STATED GOAL 1 ▸
Locate each line in the records below that contains the string "metal", matching case exactly, and copy those lines.
----------
Rema Tip Top Namibia (Pty) Ltd and Others v Thalmaier and Others (APPEAL 209 of 2009) [2011] NAHC 80 (17 March 2011)




SUMMARY REPORTABLE



CASE NO.: A 209/2009




IN THE HIGH COURT OF NAMIBIA



In the matter between:



REMA TIP TOP NAMIBIA (PTY) LTD AND OTHERS v SEPP THALMAIER AND OTHERS


PARKER J


2011 March 17


Company Law - Jurisdiction - Second respondent challenging jurisdiction of

the Court over him on account of the second respondent being resident and domiciled in South Africa - Court finding that the first applicant is a Namibian company in terms of the Companies Act (Act 61 of 1973 (as amended), the second respondent is a director of the first applicant, the application relates to allegations of second respondent's breach of fiduciary duty towards first applicant and the relief claimed is limited to Namibia - Consequently, Court finding that the second respondent is subject to the jurisdiction of the Court in the instant proceedings -Accordingly, Court dismissing second respondent's preliminary objection.


Company Law - Notice of motion - Application launched by artificial person

(a company (first applicant)), a natural person (second applicant), and third applicant (a close corporation) -

Respondents challenging locus standi and authority of applicants to bring the application - Court accepting respondents' contention that in the absence of an unanimous resolution of the shareholders made by voting in general meeting in terms of a clause in the shareholders agreement relating to first applicant, applicants lack locus standi and authority to launch application - Furthermore, Court rejecting applicants' reliance on the doctrine of 'derivative' action (or 'application') as clothing second applicant with authority to bring application - Court reasoning that the company on whose behalf the second applicant purports to act is the first applicant but that company has not been joined and cited as a respondent.




Held, where a legal persona applicant on whose behalf a natural person applicant purports to act is a company that company must be cited and joined as a respondent.
----------
STATED GOAL 2 ▸
According to the case summary, what must happen when a natural person applicant purports to act on behalf of a company that is also an applicant?

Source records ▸
----------
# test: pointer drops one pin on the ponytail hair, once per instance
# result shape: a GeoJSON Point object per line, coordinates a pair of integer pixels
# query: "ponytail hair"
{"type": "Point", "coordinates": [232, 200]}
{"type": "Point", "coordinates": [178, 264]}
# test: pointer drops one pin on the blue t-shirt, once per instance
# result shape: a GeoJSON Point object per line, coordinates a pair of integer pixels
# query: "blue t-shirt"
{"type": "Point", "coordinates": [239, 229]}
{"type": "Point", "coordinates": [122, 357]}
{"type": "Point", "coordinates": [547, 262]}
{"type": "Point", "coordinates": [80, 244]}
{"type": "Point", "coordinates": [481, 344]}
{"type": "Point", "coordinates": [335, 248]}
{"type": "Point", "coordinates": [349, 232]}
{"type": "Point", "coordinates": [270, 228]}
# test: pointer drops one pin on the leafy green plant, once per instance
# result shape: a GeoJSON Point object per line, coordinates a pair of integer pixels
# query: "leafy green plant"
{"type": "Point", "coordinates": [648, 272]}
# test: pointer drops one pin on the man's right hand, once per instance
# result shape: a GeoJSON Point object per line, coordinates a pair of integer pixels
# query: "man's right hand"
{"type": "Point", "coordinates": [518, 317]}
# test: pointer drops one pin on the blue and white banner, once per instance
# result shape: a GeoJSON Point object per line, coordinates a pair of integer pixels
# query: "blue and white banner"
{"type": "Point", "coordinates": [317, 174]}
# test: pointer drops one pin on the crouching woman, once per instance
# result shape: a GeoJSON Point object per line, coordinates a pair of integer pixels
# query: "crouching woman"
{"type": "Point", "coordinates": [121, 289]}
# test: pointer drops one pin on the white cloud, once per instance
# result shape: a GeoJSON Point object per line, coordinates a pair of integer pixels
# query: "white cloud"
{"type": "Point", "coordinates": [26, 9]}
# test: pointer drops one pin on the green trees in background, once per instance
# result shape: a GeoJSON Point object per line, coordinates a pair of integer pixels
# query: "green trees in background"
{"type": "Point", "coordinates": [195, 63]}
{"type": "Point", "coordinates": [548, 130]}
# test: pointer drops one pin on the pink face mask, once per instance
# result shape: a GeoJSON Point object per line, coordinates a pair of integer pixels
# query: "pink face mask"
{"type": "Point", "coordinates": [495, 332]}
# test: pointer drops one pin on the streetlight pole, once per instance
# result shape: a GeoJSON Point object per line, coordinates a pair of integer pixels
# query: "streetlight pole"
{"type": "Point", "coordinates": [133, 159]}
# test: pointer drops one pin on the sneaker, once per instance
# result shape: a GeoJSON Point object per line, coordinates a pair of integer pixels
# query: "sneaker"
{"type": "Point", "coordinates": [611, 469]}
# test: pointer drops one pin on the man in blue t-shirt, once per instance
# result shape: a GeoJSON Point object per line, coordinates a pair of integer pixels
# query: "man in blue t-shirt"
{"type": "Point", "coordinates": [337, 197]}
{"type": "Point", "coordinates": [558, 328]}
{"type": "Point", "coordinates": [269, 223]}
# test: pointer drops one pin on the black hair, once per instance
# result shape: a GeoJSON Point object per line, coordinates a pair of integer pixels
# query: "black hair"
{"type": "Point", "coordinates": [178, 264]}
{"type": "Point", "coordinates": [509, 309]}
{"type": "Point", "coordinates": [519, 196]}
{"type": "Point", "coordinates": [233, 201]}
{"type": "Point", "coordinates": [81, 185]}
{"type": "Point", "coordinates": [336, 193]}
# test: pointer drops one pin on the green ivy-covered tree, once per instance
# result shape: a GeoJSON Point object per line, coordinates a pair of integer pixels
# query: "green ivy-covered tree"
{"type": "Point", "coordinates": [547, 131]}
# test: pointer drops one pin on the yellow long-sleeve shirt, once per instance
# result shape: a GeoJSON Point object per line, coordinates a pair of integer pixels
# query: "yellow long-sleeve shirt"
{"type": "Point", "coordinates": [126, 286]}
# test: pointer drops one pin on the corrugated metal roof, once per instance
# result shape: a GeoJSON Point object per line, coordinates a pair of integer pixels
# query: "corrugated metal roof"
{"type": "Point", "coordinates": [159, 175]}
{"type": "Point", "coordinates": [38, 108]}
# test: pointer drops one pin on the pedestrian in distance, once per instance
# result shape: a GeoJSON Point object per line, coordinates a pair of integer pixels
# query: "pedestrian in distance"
----------
TASK RESPONSE 1 ▸
# test: pointer drops one pin on the corrugated metal roof, once per instance
# query: "corrugated metal roof"

TASK RESPONSE 2 ▸
That company must be cited and joined as a respondent.